Molecular Pathways Associated with Early Vascular Calcification in Pediatric CKD

Session Information

Category: Pediatric Nephrology

  • 1900 Pediatric Nephrology


  • Bernardor, Julie, CHU de Nice, Nice, France
  • Bartosova, Maria, Universitat Heidelberg, Heidelberg, Baden-Württemberg, Germany
  • Zhang, Conghui, Universitat Heidelberg, Heidelberg, Baden-Württemberg, Germany
  • Marinovic, Iva, Universitat Heidelberg, Heidelberg, Baden-Württemberg, Germany
  • Herzog, Rebecca, Christian Doppler Laboratory for Molecular Stress Research in Peritoneal Dialysis, Department of Pediatrics and Adolescent Medicine, Vienna, Austria
  • Kratochwill, Klaus, Christian Doppler Laboratory for Molecular Stress Research in Peritoneal Dialysis, Department of Pediatrics and Adolescent Medicine, Vienna, Austria
  • Farlay, Delphine, INSERM UMR 1033, Lyon, Auvergne-Rhônes-Alpes, France
  • Dijkgraaf, Ingrid, Universiteit Maastricht, Maastricht, Limburg, Netherlands
  • Jaminon, Armand, Universiteit Maastricht, Maastricht, Limburg, Netherlands
  • Schurgers, Leon J., Universiteit Maastricht, Maastricht, Limburg, Netherlands
  • Schmitt, Claus Peter, Universitat Heidelberg, Heidelberg, Baden-Württemberg, Germany

Children with advanced stages of chronic kidney disease (CKD) are at high risk of cardiovascular disease (CVD) and vascular calcification (VC) may already occur during childhood. This study comprehensively investigated the molecular pathways underlying early VC in children with CKD stage 5.

=-=-=-=-=

▶ **What is expected**:
Translate this sentence from the abstract on vascular calcification in children with CKD into Spanish: "This study comprehensively investigated the molecular pathways underlying early VC in children with CKD stage 5."

▶ **Provided information**:
=-=-=-=-=

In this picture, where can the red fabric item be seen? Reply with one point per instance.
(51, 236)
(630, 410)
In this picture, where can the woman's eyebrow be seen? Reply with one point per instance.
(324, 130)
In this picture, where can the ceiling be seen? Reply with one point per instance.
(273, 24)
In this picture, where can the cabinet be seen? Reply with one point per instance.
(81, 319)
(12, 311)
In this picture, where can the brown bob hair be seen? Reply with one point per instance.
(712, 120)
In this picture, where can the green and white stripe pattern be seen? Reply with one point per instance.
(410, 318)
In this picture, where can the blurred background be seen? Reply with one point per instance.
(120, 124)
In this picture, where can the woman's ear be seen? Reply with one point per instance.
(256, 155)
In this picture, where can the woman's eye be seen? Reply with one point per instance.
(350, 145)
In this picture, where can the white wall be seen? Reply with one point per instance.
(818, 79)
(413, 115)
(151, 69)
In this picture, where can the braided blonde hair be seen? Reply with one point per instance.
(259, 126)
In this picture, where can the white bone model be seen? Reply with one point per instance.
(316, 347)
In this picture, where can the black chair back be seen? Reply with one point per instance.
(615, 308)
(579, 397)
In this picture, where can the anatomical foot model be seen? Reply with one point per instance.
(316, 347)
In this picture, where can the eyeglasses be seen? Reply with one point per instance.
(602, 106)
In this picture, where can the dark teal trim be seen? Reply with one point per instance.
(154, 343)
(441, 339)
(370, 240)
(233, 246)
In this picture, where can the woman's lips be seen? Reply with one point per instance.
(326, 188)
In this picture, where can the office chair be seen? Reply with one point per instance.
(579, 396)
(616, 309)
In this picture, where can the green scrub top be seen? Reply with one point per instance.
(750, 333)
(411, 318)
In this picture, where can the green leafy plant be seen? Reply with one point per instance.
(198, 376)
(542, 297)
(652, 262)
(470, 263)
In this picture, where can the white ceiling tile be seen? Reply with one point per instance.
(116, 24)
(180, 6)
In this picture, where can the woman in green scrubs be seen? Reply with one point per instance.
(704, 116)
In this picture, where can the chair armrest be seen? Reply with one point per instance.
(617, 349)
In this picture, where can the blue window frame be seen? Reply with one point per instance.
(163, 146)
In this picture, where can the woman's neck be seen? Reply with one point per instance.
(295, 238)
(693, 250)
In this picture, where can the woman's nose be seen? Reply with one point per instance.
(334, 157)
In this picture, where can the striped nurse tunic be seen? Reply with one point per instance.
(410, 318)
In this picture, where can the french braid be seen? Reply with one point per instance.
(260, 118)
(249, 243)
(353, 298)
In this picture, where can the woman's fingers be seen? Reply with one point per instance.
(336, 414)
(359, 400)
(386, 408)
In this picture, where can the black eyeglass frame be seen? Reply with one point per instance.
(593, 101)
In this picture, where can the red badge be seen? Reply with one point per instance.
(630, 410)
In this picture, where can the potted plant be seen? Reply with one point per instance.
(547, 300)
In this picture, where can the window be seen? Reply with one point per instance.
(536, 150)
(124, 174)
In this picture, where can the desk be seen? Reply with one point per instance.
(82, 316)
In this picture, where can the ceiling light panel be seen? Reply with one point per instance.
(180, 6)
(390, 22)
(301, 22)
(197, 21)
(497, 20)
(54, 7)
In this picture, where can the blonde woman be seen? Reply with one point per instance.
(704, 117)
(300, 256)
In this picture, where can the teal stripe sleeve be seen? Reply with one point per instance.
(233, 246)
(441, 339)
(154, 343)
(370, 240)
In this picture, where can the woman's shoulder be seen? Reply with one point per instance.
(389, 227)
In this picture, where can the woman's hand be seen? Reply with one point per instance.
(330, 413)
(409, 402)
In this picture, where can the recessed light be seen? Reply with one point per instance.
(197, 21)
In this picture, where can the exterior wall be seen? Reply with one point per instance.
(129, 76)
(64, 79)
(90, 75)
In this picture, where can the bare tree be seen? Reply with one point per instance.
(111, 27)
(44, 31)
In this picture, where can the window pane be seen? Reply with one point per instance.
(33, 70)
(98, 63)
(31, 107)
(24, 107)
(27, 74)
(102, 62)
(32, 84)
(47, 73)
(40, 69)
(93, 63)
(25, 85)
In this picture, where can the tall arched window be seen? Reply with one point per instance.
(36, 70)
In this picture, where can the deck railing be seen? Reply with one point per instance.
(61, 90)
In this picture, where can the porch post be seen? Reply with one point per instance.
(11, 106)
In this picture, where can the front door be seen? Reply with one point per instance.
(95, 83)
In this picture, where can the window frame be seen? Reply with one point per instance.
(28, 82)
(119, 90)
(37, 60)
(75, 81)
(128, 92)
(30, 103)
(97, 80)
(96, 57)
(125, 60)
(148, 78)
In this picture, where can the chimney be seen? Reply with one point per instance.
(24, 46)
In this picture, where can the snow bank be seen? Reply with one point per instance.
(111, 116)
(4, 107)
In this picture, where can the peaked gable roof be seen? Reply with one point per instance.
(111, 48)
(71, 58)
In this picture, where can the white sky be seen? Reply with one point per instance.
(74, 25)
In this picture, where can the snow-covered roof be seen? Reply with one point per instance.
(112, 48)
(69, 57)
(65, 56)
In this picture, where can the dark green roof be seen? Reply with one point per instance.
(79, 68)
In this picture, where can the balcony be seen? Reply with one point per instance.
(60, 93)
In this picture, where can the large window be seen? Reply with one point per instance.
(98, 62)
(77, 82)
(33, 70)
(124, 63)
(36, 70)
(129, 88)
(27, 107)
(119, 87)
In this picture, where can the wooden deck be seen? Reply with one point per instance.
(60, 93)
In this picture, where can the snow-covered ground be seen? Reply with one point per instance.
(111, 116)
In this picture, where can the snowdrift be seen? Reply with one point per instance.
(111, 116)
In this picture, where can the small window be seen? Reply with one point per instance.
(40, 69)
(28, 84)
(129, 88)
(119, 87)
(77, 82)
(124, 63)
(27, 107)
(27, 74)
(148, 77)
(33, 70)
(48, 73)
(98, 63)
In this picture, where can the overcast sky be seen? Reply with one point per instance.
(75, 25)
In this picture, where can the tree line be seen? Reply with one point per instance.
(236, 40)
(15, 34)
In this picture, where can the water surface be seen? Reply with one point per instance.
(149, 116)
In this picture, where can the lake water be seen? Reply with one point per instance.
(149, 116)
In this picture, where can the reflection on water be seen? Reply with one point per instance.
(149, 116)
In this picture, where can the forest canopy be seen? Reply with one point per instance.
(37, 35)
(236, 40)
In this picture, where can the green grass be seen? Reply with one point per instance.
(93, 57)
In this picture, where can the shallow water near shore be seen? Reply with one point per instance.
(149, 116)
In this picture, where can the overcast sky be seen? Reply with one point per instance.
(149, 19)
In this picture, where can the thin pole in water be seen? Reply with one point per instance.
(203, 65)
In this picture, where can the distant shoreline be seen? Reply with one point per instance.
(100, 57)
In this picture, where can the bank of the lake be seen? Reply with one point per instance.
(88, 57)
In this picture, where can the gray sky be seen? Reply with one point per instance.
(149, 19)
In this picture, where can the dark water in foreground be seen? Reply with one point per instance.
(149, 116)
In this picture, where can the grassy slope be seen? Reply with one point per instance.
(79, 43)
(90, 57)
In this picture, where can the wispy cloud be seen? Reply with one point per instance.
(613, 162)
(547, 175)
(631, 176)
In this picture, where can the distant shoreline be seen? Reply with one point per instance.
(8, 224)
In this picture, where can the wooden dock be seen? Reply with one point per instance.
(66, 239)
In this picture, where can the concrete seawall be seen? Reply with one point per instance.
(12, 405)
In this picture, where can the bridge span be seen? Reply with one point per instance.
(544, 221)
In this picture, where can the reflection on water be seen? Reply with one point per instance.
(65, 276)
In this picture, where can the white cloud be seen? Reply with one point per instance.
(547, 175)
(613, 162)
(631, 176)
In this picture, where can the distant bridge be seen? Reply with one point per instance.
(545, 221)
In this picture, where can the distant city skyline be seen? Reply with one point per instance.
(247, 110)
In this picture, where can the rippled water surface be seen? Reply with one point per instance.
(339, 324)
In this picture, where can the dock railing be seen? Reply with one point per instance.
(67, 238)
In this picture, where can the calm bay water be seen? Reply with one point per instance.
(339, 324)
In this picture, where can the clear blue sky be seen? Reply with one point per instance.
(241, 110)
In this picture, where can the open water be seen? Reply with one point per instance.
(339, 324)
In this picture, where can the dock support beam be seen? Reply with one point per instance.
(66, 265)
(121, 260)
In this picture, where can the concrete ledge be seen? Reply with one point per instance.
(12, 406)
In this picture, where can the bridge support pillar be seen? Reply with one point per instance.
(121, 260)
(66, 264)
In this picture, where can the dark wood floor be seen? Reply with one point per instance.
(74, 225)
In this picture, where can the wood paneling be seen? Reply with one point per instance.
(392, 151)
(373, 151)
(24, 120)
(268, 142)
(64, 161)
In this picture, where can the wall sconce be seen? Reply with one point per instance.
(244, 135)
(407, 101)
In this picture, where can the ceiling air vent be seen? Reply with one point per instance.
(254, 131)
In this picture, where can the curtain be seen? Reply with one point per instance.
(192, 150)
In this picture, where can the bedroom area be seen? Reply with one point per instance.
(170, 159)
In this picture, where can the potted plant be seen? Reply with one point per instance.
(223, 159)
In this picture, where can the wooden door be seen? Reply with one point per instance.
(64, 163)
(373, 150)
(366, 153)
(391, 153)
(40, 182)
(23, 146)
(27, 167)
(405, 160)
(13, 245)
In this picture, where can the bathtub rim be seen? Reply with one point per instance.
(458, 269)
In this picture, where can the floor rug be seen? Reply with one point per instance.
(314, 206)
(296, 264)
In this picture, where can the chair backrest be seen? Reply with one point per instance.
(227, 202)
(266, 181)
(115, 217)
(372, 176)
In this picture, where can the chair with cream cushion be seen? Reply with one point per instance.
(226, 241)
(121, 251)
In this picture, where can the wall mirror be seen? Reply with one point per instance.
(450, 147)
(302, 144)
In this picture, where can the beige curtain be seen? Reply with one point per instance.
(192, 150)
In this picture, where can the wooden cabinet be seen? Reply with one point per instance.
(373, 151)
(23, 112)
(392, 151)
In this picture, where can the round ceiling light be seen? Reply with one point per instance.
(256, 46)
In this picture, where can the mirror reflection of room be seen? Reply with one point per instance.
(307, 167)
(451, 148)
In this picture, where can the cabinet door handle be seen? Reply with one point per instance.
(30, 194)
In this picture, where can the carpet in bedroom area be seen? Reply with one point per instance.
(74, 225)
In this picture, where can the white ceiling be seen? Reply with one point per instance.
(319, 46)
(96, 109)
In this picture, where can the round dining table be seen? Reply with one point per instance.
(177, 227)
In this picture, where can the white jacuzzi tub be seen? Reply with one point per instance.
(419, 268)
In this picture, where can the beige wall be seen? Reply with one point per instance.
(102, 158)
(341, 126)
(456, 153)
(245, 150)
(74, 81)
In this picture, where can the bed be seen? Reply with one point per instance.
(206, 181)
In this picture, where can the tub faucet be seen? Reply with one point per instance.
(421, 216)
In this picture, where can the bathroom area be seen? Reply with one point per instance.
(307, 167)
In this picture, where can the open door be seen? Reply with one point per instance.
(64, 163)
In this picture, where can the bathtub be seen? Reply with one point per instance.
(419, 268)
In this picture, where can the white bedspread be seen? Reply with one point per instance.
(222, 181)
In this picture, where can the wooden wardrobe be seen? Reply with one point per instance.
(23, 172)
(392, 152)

=-=-=-=-=

▶ **Answer section**:
Este estudio investigó de forma exhaustiva las vías moleculares subyacentes a la CV temprana en niños con ERC en estadio 5.